Each record should be given back exactly, with none missing.

=== Begin Enclosure ===

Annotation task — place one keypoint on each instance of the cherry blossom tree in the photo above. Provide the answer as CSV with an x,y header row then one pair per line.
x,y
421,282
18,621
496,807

=== End Enclosure ===

◆ EXERCISE RESPONSE:
Annotation task — place one keypoint on each instance of the cherry blossom tree in the photo above. Provide the answer as CSV with an x,y header row then one pair per line.
x,y
421,282
18,621
496,807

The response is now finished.